**Task list:**
1 > List each distinct year that the biography of Marek Mackels mentions.
2 > Write the next part of the Marek Mackels biography, picking up after its final sentence.
┌─ Exercise passage
Personal information
- Nationality: Belgian
- Born: 18 May 1999 (age 27) Malmedy, Belgium

Sport
- Sport: Biathlon

= Marek Mackels =

Belgian biathlete (born 1999)

Marek Mackels (born 18 May 1999 in Malmedy) is a Belgian biathlete. He made his debut in the World Cup in 2023. He represented Belgium at the 2026 Winter Olympics.

==Biathlon results==
All results are sourced from the International Biathlon Union.
└─
┌─ Supplied records
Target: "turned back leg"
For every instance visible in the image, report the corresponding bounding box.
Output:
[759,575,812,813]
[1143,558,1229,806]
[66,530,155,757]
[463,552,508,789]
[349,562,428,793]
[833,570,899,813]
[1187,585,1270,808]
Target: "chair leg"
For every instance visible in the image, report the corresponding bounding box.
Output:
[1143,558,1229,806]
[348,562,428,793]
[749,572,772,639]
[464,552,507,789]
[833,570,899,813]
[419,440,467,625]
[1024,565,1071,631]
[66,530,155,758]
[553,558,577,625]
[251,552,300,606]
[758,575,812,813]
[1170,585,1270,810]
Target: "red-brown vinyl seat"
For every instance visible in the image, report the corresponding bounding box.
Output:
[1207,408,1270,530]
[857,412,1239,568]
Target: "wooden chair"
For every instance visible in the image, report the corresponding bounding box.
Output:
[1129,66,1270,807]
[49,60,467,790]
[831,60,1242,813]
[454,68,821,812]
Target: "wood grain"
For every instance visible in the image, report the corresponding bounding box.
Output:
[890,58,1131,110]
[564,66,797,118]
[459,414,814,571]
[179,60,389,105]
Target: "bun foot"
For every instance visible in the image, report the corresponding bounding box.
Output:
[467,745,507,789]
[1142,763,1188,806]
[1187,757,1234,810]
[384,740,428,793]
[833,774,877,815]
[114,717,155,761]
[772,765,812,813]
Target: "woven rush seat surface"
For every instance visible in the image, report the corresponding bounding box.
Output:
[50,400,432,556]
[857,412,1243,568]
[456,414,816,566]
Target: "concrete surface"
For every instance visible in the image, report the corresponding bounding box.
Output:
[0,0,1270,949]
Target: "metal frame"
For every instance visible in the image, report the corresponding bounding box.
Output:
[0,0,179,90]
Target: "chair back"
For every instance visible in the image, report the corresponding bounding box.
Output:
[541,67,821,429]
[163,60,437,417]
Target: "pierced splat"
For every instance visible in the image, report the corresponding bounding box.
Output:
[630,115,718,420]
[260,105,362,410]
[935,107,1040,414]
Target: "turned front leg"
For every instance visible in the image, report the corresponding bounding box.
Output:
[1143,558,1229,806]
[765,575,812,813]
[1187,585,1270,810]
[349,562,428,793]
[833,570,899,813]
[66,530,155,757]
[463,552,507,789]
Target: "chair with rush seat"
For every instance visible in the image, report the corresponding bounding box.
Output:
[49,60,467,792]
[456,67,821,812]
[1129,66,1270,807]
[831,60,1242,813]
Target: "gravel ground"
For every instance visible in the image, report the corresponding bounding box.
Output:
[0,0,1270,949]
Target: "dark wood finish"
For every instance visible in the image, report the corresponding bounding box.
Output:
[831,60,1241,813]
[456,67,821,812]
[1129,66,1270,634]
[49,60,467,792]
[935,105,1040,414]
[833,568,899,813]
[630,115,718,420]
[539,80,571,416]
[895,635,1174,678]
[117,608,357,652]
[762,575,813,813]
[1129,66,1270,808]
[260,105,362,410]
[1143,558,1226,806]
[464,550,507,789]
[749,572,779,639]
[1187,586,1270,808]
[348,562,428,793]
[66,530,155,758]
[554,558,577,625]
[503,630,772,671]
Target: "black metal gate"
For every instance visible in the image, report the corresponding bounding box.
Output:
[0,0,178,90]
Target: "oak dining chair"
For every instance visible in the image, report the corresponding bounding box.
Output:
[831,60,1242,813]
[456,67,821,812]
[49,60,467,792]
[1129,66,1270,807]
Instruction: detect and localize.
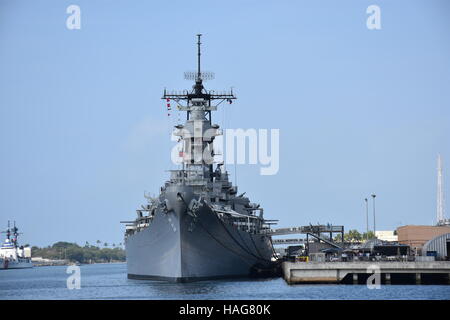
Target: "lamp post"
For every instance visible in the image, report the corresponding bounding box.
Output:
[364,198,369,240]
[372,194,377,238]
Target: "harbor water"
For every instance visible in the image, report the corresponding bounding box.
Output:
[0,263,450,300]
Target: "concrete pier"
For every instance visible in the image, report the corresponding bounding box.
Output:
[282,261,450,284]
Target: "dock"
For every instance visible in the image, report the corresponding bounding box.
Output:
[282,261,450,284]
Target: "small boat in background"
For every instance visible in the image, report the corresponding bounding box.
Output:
└─
**Answers for this exercise:**
1 > 1999, 2023, 2026

2 >
===Olympic Games===
0 medals

| Event | Individual | Sprint | Pursuit | Mass start | Relay | Mixed relay |
|---|---|---|---|---|---|---|
| ITA 2026 Milano Cortina | — | — | — | — | 19th | — |

===World Championships===
0 medals

| Event | Individual | Sprint | Pursuit | Mass start | Relay | Mixed relay | Single Mixed relay |
|---|---|---|---|---|---|---|---|
| GER 2023 Oberhof | — | — | — | — | 19th | — | — |
| CZE 2024 Nové Město na Moravě | 84th | 80th | — | — | 22nd | — | — |
| SUI 2025 Lenzerheide | — | 81st | — | — | 14th | — | — |

- During Olympic seasons competitions are only held for those events not included in the Olympic program.
  - The single mixed relay was added as an event in 2019.